BEGIN Given data

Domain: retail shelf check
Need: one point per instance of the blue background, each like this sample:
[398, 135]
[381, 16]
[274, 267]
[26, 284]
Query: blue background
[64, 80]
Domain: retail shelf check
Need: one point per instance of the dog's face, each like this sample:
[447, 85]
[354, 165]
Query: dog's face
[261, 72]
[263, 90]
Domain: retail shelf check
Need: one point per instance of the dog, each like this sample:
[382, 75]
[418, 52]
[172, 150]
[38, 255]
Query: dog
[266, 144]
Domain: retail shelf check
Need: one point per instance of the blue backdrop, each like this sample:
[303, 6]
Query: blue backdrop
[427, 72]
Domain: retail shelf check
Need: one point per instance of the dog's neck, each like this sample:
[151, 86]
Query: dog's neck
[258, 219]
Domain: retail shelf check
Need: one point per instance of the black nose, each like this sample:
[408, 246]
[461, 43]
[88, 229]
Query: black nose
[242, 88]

END Given data
BEGIN Given data

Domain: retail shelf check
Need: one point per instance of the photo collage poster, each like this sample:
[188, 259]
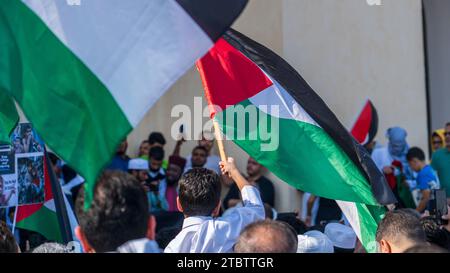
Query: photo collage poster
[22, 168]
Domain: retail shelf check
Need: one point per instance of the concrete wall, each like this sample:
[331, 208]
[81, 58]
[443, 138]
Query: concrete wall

END Given data

[What the task asks] From the entries above, extract each line containing "wall".

[Answer area]
Need: one point per instance of the concrete wall, each like this sample:
Query: concrete wall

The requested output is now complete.